::: Passage to read

There is a controlled confidence in the way Savannah Garcia steps onto the track. An unspoken understanding that she belongs in the chaos of the heptathlon. Seven events, two grueling days, endless adjustments. It's a sport for athletes who refuse to be boxed in, much like Garcia herself.
A transfer from Portland State University, the Salinas, California native found her next chapter at Cal State East Bay. For Garcia, the move wasn't about restarting—it was about redefining. East Bay represented an opportunity to take ownership of her path, challenge herself beyond the scoreboard, and build something lasting both on and off the track.
"I chose Cal State East Bay because it challenges me to create my own path and take ownership of my future," Garcia said.
That sense of agency matters to her. At East Bay, she saw a campus that values independent thinking, professionalism, and practical skills - an environment that mirrors the demands of the heptathlon itself. Nothing is handed to you. Every point is earned. Every improvement is intentional.
As a student-athlete, Garcia has embraced the balance the university demands. Discipline learned on the track translates seamlessly into the classroom; leadership forged through competition shows up in group projects and long-term career planning. East Bay, she says, has taught her how to align ambition with action—and how to turn challenges into opportunities rather than excuses.

::::::
::: Exercise data

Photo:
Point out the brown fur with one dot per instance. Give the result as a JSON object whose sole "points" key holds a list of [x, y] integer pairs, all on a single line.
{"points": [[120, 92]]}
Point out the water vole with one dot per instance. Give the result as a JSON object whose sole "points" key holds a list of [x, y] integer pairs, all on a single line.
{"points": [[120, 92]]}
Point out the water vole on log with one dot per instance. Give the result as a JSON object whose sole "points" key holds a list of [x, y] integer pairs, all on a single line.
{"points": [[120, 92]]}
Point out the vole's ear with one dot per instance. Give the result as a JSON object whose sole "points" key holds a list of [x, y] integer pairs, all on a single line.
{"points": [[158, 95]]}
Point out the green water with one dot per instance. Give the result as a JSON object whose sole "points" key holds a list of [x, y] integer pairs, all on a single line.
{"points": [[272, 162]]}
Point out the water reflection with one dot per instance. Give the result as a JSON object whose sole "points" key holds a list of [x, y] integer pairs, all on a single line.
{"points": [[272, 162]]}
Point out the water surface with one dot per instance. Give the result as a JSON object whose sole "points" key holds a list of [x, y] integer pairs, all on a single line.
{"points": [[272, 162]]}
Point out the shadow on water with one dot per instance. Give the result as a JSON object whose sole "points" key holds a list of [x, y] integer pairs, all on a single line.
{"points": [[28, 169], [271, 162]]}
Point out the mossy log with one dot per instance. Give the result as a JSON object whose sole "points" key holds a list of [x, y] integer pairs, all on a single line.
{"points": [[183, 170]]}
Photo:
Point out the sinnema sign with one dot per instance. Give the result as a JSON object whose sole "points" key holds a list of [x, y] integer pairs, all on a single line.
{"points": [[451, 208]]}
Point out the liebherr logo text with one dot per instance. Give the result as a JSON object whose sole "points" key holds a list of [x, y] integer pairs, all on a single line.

::::::

Your task: Quote the portion of the Savannah Garcia profile above that opens with the words "There is a controlled" and closes with "like Garcia herself.".

Task response:
There is a controlled confidence in the way Savannah Garcia steps onto the track. An unspoken understanding that she belongs in the chaos of the heptathlon. Seven events, two grueling days, endless adjustments. It's a sport for athletes who refuse to be boxed in, much like Garcia herself.